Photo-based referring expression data
-- -- --

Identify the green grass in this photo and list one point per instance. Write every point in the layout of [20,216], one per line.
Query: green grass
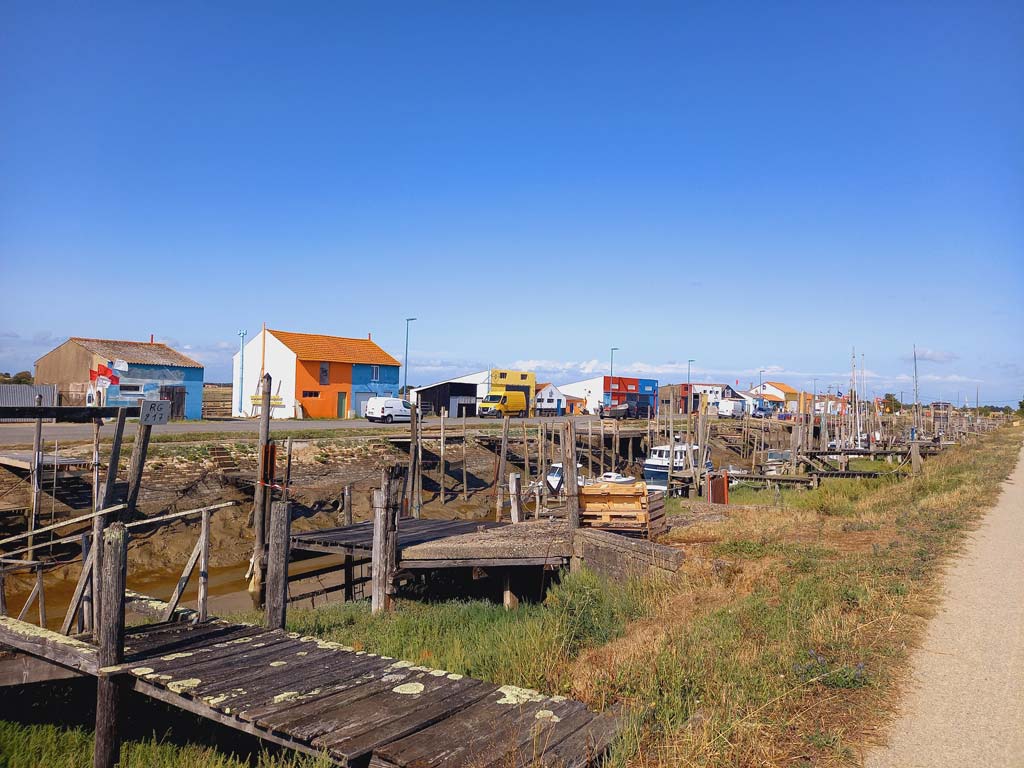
[530,646]
[809,652]
[36,745]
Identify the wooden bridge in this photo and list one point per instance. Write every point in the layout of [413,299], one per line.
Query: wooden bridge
[321,697]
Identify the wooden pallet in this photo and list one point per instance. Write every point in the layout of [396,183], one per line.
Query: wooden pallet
[627,509]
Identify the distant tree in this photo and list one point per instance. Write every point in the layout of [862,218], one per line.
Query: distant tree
[22,377]
[890,403]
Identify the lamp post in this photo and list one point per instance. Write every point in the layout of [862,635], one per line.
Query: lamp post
[689,390]
[404,386]
[242,368]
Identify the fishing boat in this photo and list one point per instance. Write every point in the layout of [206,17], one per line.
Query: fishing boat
[655,469]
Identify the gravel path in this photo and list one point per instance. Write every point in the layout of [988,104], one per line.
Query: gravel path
[966,707]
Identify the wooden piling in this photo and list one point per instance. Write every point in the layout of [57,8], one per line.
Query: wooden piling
[515,496]
[135,466]
[465,468]
[112,630]
[569,475]
[500,479]
[276,565]
[260,495]
[37,476]
[99,522]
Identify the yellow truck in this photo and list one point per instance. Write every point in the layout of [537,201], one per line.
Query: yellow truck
[508,402]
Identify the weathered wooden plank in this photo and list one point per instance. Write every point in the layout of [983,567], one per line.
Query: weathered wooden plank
[399,721]
[200,708]
[48,644]
[64,414]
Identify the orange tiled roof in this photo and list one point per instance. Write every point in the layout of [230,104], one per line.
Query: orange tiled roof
[334,348]
[139,352]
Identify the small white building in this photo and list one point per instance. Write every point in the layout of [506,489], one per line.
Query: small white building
[550,400]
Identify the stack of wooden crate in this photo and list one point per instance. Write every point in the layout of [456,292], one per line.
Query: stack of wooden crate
[623,508]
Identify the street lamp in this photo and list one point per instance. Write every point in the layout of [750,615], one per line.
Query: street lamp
[689,390]
[242,367]
[404,386]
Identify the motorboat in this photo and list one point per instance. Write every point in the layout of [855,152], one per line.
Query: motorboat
[655,469]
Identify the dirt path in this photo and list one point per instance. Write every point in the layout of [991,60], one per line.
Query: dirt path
[967,702]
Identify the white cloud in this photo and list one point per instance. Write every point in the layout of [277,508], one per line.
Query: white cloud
[925,354]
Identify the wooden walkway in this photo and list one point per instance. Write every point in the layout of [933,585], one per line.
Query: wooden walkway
[446,544]
[321,697]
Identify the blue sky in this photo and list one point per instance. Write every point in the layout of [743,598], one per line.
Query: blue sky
[751,185]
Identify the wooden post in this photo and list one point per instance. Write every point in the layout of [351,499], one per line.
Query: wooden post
[525,454]
[509,598]
[260,496]
[37,477]
[443,473]
[346,505]
[135,465]
[99,522]
[590,448]
[204,566]
[569,474]
[385,542]
[515,495]
[465,469]
[112,630]
[276,564]
[40,596]
[915,463]
[500,482]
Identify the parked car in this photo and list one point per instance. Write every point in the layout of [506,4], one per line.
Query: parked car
[388,410]
[498,404]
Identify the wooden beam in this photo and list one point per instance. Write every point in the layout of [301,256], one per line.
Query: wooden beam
[276,565]
[112,644]
[65,414]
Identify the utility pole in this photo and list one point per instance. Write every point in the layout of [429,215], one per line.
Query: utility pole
[242,370]
[404,386]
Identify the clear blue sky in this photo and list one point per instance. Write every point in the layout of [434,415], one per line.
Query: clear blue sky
[754,185]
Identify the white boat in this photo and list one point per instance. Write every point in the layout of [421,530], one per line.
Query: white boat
[655,469]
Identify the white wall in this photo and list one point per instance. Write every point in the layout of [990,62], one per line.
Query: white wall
[280,363]
[591,390]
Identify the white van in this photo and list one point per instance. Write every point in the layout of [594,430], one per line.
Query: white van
[388,410]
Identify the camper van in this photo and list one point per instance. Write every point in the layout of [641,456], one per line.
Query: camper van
[388,410]
[509,402]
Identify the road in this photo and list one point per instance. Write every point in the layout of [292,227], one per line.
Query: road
[20,434]
[967,702]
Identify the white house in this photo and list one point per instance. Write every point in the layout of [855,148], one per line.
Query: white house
[550,400]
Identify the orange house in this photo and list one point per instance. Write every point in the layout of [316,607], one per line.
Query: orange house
[315,376]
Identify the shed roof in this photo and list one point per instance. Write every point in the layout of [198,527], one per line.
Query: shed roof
[138,352]
[334,348]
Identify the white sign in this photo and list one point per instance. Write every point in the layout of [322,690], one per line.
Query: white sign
[154,412]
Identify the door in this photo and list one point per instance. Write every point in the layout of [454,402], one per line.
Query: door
[176,394]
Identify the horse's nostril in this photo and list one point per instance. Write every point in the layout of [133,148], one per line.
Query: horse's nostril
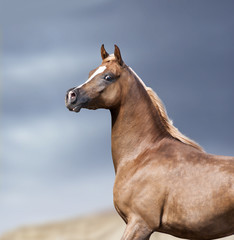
[72,96]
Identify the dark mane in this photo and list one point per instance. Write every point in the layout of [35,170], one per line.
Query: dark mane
[166,122]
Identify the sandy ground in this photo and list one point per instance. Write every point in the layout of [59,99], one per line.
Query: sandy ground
[102,226]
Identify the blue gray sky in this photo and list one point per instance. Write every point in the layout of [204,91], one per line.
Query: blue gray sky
[56,164]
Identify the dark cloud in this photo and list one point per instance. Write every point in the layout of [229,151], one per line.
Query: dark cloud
[182,49]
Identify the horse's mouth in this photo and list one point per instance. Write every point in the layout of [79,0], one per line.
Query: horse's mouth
[76,109]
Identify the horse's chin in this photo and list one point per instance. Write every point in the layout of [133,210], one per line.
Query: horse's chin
[76,109]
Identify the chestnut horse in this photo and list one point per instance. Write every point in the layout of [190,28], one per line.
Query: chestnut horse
[164,181]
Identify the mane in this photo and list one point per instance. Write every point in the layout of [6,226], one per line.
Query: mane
[166,122]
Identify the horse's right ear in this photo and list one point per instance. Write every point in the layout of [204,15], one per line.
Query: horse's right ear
[104,53]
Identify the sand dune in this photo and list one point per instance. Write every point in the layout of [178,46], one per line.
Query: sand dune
[102,226]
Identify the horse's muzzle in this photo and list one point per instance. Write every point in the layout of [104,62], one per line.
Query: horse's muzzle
[71,100]
[75,100]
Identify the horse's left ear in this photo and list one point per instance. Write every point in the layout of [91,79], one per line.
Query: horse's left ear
[118,55]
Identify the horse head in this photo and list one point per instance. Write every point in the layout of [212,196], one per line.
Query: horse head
[103,87]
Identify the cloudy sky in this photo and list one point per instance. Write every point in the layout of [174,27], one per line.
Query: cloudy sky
[56,164]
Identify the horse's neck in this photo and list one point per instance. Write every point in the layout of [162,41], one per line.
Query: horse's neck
[135,126]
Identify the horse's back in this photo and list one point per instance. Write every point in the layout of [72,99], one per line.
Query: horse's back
[200,193]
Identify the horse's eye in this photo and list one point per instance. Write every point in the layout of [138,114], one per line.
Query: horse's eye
[108,78]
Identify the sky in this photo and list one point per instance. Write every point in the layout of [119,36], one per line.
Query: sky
[57,164]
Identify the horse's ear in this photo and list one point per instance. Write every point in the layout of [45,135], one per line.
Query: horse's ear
[118,55]
[104,53]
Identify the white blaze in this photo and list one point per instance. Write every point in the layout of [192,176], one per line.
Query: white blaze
[99,70]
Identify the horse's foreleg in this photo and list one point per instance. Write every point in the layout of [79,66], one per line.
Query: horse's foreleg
[136,230]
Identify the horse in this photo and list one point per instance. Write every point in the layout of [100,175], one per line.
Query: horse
[164,181]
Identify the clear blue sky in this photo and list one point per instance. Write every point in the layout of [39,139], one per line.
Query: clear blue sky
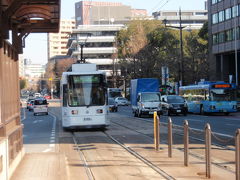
[36,44]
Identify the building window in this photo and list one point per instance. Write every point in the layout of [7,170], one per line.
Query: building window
[237,33]
[228,13]
[215,39]
[235,11]
[215,18]
[214,1]
[229,35]
[221,37]
[221,16]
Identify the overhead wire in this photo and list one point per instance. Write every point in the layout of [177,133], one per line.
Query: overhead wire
[157,5]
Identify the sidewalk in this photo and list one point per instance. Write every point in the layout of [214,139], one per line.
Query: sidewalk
[41,166]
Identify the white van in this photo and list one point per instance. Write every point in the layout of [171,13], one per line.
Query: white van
[37,95]
[40,106]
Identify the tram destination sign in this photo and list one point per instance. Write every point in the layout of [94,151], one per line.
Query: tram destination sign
[222,86]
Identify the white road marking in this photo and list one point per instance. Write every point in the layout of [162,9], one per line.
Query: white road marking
[37,121]
[235,125]
[47,150]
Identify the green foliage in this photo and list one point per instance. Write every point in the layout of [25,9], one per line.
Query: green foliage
[145,46]
[23,83]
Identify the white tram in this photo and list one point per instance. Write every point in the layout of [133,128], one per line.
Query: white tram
[83,95]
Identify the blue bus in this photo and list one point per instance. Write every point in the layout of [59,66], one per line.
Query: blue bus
[210,97]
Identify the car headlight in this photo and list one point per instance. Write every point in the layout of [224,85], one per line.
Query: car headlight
[212,107]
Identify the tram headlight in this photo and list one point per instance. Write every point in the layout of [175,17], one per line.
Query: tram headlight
[212,107]
[99,111]
[74,112]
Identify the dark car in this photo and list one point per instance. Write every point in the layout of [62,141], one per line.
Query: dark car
[30,105]
[113,107]
[173,104]
[29,102]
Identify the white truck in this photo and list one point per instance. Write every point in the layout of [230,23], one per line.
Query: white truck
[145,96]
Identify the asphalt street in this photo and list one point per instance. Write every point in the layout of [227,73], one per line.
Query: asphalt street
[219,123]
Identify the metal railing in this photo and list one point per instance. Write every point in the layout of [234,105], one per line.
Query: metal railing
[208,134]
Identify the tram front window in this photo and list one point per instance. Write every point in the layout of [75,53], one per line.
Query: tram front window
[86,90]
[222,95]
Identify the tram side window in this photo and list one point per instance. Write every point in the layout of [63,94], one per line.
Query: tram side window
[65,95]
[194,94]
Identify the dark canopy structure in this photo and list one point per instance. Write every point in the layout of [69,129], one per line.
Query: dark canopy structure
[28,16]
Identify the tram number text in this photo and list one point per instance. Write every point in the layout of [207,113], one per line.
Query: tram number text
[87,119]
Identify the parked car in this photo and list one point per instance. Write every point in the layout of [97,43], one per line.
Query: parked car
[121,101]
[37,95]
[113,107]
[30,105]
[40,106]
[173,104]
[46,96]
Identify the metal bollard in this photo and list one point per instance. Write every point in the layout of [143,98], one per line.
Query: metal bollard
[237,155]
[186,143]
[170,141]
[208,150]
[156,131]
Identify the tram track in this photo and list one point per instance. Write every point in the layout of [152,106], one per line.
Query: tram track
[198,156]
[144,160]
[129,150]
[82,156]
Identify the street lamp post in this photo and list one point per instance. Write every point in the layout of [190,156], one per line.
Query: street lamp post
[180,27]
[81,45]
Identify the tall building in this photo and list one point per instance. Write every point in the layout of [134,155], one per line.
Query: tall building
[99,45]
[34,70]
[224,39]
[190,19]
[21,65]
[92,12]
[57,41]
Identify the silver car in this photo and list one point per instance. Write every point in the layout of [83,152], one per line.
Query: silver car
[121,101]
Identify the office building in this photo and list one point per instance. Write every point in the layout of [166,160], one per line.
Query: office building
[224,41]
[98,45]
[34,70]
[92,12]
[190,19]
[21,65]
[57,41]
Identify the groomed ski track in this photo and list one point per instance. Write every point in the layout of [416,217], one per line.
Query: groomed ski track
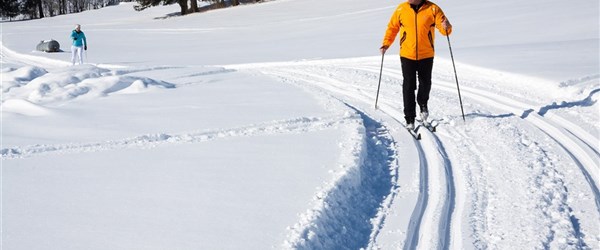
[392,172]
[437,219]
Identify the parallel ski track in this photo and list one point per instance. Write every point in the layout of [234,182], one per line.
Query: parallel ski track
[290,126]
[425,156]
[576,142]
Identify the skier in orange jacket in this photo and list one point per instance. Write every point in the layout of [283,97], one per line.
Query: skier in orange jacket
[415,21]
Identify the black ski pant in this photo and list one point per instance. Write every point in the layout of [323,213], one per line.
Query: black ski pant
[412,69]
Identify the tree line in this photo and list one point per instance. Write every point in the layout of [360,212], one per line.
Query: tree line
[33,9]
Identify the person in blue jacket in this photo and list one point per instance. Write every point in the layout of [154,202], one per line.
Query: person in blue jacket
[79,44]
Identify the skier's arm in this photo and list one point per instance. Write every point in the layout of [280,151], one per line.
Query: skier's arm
[392,30]
[442,23]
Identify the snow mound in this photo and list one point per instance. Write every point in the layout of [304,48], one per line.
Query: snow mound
[20,76]
[24,107]
[85,81]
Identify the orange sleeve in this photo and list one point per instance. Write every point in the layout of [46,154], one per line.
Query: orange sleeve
[392,29]
[439,18]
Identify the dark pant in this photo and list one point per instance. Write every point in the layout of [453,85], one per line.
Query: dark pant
[410,68]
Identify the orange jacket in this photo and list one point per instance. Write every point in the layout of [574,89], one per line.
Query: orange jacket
[416,29]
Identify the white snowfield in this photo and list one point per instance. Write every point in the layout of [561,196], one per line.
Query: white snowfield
[254,127]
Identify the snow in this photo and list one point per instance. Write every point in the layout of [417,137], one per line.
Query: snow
[254,127]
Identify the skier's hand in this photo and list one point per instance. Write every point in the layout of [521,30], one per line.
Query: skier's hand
[383,49]
[446,24]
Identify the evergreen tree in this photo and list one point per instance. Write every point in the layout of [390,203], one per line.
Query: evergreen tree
[144,4]
[10,8]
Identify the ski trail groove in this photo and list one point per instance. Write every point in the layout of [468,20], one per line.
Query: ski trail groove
[585,158]
[417,217]
[297,125]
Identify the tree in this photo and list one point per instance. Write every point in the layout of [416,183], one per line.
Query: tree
[10,8]
[144,4]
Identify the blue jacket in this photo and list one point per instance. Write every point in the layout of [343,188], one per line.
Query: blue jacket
[78,38]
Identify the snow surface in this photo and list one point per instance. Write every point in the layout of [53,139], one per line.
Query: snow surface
[254,127]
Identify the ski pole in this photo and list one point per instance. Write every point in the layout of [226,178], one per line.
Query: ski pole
[455,76]
[379,85]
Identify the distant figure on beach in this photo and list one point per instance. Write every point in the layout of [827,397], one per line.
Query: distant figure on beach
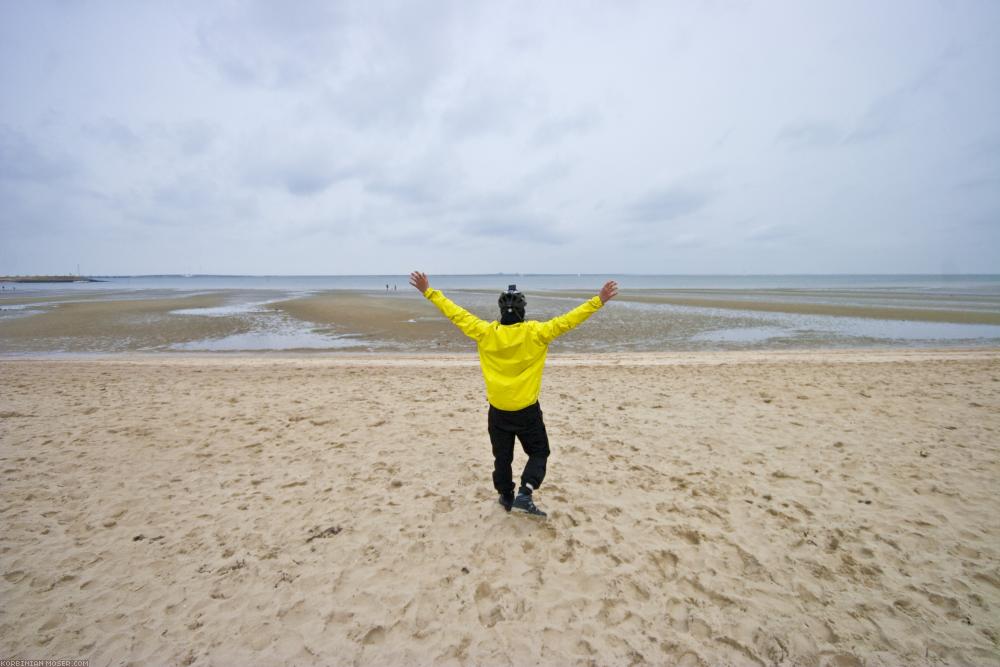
[512,355]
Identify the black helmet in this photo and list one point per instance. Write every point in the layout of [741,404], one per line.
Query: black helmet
[512,304]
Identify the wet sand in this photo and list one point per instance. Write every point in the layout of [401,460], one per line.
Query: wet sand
[806,508]
[114,324]
[960,310]
[639,320]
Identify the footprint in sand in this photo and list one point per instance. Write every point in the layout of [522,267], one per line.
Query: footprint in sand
[489,611]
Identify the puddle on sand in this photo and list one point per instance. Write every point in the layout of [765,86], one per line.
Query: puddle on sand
[273,340]
[742,335]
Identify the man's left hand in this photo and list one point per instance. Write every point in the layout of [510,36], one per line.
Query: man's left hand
[420,281]
[609,291]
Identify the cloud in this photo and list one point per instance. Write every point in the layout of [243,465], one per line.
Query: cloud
[514,228]
[112,132]
[268,45]
[769,233]
[22,160]
[884,115]
[195,137]
[667,204]
[299,169]
[810,134]
[558,128]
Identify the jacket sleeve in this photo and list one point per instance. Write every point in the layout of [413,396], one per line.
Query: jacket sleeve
[557,326]
[471,326]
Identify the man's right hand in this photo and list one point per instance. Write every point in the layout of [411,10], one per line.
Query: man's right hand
[609,291]
[419,280]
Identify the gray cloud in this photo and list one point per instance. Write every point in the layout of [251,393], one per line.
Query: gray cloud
[558,128]
[665,204]
[810,134]
[517,228]
[21,159]
[429,128]
[112,132]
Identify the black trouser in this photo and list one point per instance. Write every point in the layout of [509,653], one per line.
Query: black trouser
[529,428]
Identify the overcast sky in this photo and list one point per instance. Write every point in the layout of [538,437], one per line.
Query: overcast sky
[318,137]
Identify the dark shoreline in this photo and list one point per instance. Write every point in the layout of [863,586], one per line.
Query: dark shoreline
[49,279]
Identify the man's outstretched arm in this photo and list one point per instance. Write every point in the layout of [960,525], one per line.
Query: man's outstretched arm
[470,325]
[557,326]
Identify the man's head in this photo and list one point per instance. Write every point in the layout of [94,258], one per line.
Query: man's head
[512,305]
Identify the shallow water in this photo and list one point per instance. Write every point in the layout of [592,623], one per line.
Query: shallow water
[245,318]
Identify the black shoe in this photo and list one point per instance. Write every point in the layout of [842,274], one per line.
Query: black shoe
[506,500]
[523,503]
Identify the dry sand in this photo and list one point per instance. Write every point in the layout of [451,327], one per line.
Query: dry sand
[705,509]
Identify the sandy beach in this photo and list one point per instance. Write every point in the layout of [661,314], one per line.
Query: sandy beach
[748,508]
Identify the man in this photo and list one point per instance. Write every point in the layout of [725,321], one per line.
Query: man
[512,355]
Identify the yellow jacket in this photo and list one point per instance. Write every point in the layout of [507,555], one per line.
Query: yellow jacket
[512,355]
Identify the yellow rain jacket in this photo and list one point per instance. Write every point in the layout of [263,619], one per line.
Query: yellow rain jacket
[512,355]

-- -- --

Directions for this task >> What belongs in the answer is each line above from the line with "Identify the horse in" to the line with "Identify the white tram", inclusive, reproduced exactly and free of pictures.

Written solution >>
Identify the horse in this photo and list one point per instance. Write every point in the layout of [100,175], one per line.
Query: horse
[164,181]
Identify the clear blue sky in this photo and list one point per instance. Write every point in the layout of [39,139], one per line.
Query: clear blue sky
[36,44]
Identify the building window in this photo and list one point per instance. Write every point in the layout of [7,170], one per line.
Query: building window
[237,33]
[228,13]
[215,39]
[235,11]
[215,18]
[214,1]
[229,35]
[221,37]
[221,16]
Identify the overhead wire in this photo and list one point per instance. Write every point in the layout of [177,133], one per line.
Query: overhead wire
[157,5]
Identify the sidewalk in this photo and list one point per instance. Write every point in the layout of [214,139], one per line.
Query: sidewalk
[41,166]
Identify the white van in this photo and list one point per instance. Write every point in the layout of [171,13], one per line.
Query: white van
[37,95]
[40,106]
Identify the tram destination sign in this photo and list one point per instance. Write every point in the layout of [94,151], one per line.
Query: tram destination sign
[222,86]
Identify the white road marking in this photo and list one point per instance. Write every point in the layout of [162,9], one per line.
Query: white road marking
[37,121]
[235,125]
[47,150]
Identify the green foliage in this photo and list one point per instance. Write every point in the layout of [25,9], one per line.
Query: green foliage
[145,46]
[23,83]
Identify the white tram in this photo and list one point per instance. Write every point in the layout of [133,128], one per line.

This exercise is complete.